SET EXERCISE> Write out the records below again, switching every "thickest" to "widest" and leaving everything else unchanged.

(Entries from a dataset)
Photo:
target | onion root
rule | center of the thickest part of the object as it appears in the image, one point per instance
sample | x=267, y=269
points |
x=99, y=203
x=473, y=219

EXERCISE SOLUTION>
Photo:
target | onion root
rule | center of the widest part of the object as it appears in the image, one point per instance
sample | x=267, y=269
points |
x=99, y=203
x=473, y=219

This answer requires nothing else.